+++ QUOTED PASSAGE
August 19, 2021
Due to brain injury, Jonathan McCall was at a loss for words when he visited a Devonport pharmacy recently.
What began as a triggering experience soon led to understanding – all thanks to the National Assistance Card.
“With my specific brain injury, I can have good days and bad days,” he said.
“On this specific day, I was having trouble focusing on what I had to do.
“I felt extremely tired, and to anyone who didn’t know me, I would have seemed to be under the influence of drugs or alcohol.”
For many people living with brain injury, assumptions are sometimes made by members of the public.
“I was worried and angry that I might not get the medications I needed,” Jonathan said.
“I took a deep breath and presented my National Assistance Card, and with a slow and slurred remark I said, ‘I think this may help.’”
It did. Immediately the mood changed, and the pharmacist then apologised to Jonathan.
“He said in future when I needed to come in for scripts, my file would show the information from my card to help future attendants understand,” he said.
Jonathan said the National Assistance Card “changed the entire feeling of the interaction.”
“It went from feeling like ‘We don’t want to serve you these medications while you’re intoxicated’ to ‘We are sorry this has happened to you; we now understand why your speech is slurred and why you can’t remember the names of all your medications. They asked me what they could do to assist me.”
Jonathan said the best thing members of the public could do for people with brain injury was to be patient.
“Help me help myself,” he said.
“I’ve had to present the National Assistance Card when I have been trying to do things for myself, and I almost feel defeated when I have to get it out, but if someone helps me to do things for myself, I don’t feel so bad.”
“It’s nice to have the card there if it’s needed, as a back-up.”
Jonathan was involved in a motorcycle accident near Sheffield on December 2, 2018. He sustained a shearing brain injury due to alack of blood flow to the rear of his frontal cortex. Jonathan’s memory, speech, and concentration have been impacted.
++++++
+++ PROVIDED INFORMATION
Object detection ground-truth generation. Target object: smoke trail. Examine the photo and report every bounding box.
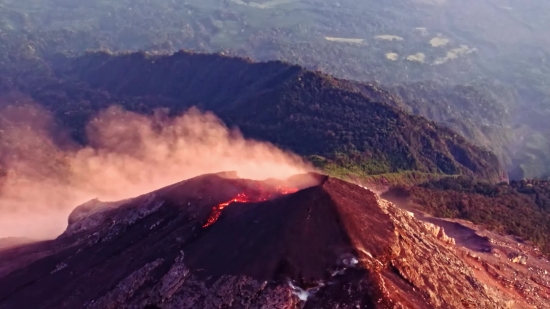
[0,106,311,239]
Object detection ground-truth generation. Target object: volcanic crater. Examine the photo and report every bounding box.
[0,173,508,308]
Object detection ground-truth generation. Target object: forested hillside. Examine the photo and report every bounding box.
[1,52,505,181]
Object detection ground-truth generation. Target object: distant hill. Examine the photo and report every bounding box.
[3,51,496,181]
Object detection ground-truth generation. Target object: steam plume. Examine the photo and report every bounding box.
[0,106,310,239]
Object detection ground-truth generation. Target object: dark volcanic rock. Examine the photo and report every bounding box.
[0,175,508,308]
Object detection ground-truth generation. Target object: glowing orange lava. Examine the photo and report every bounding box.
[202,187,298,228]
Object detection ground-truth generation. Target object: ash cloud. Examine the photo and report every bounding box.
[0,104,312,239]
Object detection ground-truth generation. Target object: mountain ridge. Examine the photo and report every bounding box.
[22,51,506,182]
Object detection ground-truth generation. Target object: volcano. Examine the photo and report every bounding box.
[0,173,508,308]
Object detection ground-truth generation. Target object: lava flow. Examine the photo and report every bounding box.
[202,186,298,228]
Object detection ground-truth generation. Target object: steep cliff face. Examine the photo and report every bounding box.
[0,175,504,308]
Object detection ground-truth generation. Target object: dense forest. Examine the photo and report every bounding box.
[3,51,505,181]
[384,177,550,254]
[0,0,550,179]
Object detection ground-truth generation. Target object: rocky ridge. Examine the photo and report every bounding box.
[0,174,528,308]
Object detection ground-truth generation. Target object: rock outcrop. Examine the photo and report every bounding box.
[0,175,506,308]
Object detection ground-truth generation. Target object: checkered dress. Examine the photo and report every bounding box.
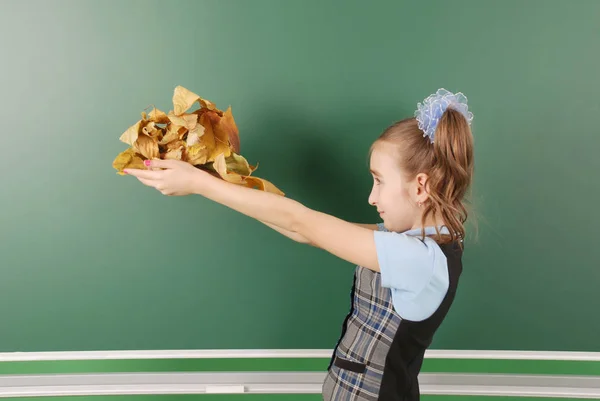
[323,233,462,401]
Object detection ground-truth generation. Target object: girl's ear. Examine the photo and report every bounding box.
[415,173,429,203]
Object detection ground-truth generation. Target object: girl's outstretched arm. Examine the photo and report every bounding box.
[198,173,379,271]
[125,160,379,271]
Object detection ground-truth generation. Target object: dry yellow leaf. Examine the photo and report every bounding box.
[132,134,159,159]
[184,143,209,166]
[113,148,145,175]
[148,108,169,124]
[113,86,284,195]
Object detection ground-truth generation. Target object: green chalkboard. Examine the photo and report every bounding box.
[0,0,600,352]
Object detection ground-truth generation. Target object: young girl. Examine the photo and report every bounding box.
[125,89,473,401]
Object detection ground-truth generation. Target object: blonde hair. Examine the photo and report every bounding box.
[371,107,474,246]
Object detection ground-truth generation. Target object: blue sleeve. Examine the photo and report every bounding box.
[374,231,449,321]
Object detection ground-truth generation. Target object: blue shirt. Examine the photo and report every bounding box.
[374,223,450,321]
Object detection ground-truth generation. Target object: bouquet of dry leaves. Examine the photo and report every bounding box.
[113,86,284,195]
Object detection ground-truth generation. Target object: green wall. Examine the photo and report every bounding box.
[0,0,600,352]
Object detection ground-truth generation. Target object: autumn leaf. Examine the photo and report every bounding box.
[132,134,159,159]
[113,86,284,195]
[148,108,169,124]
[200,111,231,162]
[113,148,145,175]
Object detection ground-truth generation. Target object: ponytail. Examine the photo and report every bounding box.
[376,89,474,246]
[423,107,474,241]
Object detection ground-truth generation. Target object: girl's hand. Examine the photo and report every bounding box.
[124,160,213,196]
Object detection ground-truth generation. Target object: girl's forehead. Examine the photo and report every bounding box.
[371,144,397,168]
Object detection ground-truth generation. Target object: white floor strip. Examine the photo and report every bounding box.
[0,372,600,399]
[0,349,600,362]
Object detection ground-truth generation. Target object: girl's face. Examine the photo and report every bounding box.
[369,143,427,232]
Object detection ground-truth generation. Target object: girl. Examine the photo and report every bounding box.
[125,89,473,401]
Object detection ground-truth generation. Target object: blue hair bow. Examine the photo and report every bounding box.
[415,88,473,143]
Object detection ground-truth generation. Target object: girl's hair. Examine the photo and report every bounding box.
[371,107,474,246]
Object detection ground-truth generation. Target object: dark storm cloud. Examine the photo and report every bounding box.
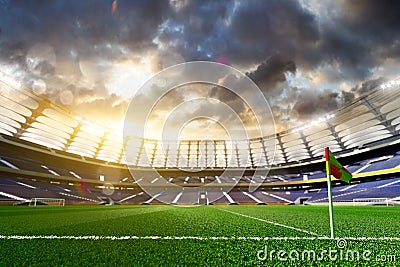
[349,77,387,100]
[246,54,296,93]
[0,0,169,46]
[293,89,339,120]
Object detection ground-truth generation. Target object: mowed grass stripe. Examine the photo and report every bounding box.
[0,206,172,235]
[0,206,308,237]
[212,205,400,237]
[214,206,321,236]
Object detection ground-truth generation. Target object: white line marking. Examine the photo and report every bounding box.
[0,192,27,201]
[0,235,400,241]
[216,208,323,236]
[144,194,163,204]
[172,191,183,204]
[353,163,371,173]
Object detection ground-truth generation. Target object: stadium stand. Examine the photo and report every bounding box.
[0,73,400,204]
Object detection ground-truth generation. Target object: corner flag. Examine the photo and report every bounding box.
[325,147,353,183]
[325,147,353,239]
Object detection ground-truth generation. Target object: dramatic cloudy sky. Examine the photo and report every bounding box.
[0,0,400,137]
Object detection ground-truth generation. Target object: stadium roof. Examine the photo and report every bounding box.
[0,73,400,168]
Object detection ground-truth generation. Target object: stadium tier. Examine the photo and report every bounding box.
[0,73,400,204]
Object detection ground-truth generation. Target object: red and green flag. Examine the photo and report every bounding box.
[325,147,353,183]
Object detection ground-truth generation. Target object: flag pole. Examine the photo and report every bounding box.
[325,147,335,239]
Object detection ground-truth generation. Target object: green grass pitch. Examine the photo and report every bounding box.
[0,205,400,266]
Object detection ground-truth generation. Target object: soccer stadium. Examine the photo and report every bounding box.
[0,0,400,266]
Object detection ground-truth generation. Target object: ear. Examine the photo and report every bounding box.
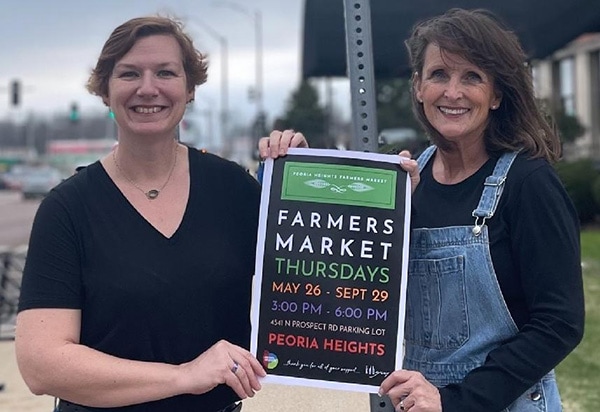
[186,87,196,103]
++++++
INSTRUCTIONS TO FOLLOW: Reproduce the full article above about Jonathan McCall's visit to a Devonport pharmacy, word for word.

RESPONSE AREA:
August 19, 2021
Due to brain injury, Jonathan McCall was at a loss for words when he visited a Devonport pharmacy recently.
What began as a triggering experience soon led to understanding – all thanks to the National Assistance Card.
“With my specific brain injury, I can have good days and bad days,” he said.
“On this specific day, I was having trouble focusing on what I had to do.
“I felt extremely tired, and to anyone who didn’t know me, I would have seemed to be under the influence of drugs or alcohol.”
For many people living with brain injury, assumptions are sometimes made by members of the public.
“I was worried and angry that I might not get the medications I needed,” Jonathan said.
“I took a deep breath and presented my National Assistance Card, and with a slow and slurred remark I said, ‘I think this may help.’”
It did. Immediately the mood changed, and the pharmacist then apologised to Jonathan.
“He said in future when I needed to come in for scripts, my file would show the information from my card to help future attendants understand,” he said.
Jonathan said the National Assistance Card “changed the entire feeling of the interaction.”
“It went from feeling like ‘We don’t want to serve you these medications while you’re intoxicated’ to ‘We are sorry this has happened to you; we now understand why your speech is slurred and why you can’t remember the names of all your medications. They asked me what they could do to assist me.”
Jonathan said the best thing members of the public could do for people with brain injury was to be patient.
“Help me help myself,” he said.
“I’ve had to present the National Assistance Card when I have been trying to do things for myself, and I almost feel defeated when I have to get it out, but if someone helps me to do things for myself, I don’t feel so bad.”
“It’s nice to have the card there if it’s needed, as a back-up.”
Jonathan was involved in a motorcycle accident near Sheffield on December 2, 2018. He sustained a shearing brain injury due to alack of blood flow to the rear of his frontal cortex. Jonathan’s memory, speech, and concentration have been impacted.